=== Material provided ===
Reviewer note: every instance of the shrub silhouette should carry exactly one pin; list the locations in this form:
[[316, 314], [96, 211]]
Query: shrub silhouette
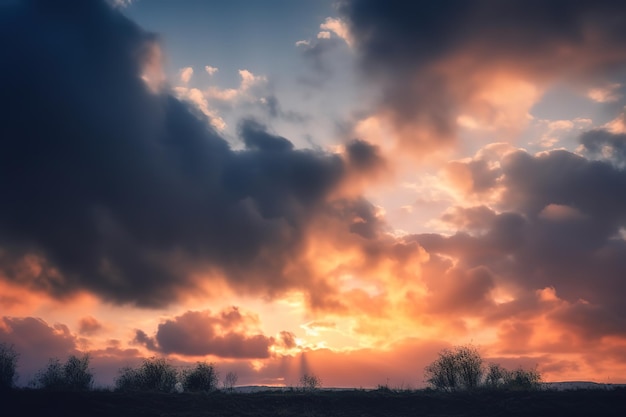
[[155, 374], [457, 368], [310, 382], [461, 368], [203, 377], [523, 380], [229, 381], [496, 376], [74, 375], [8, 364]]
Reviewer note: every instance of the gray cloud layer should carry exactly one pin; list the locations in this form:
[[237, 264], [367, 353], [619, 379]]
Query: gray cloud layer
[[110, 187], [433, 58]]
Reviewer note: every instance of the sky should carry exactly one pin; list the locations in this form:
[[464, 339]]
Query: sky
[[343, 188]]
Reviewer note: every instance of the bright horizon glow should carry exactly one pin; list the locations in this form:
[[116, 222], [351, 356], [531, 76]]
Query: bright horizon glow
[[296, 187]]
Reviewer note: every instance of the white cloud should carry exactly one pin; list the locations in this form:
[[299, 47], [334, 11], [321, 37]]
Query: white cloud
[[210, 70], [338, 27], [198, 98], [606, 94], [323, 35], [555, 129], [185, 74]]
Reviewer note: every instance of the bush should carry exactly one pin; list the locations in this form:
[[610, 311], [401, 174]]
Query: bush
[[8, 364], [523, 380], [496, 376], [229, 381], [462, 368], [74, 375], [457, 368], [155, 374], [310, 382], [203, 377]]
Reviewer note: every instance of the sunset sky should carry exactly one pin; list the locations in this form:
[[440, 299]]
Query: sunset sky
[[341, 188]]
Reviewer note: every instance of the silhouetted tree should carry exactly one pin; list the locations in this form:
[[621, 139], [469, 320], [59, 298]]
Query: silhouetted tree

=== What you need to do ===
Work out how many lines of the records contain the word "tree". Give that number and nothing more.

=== Problem solution ===
2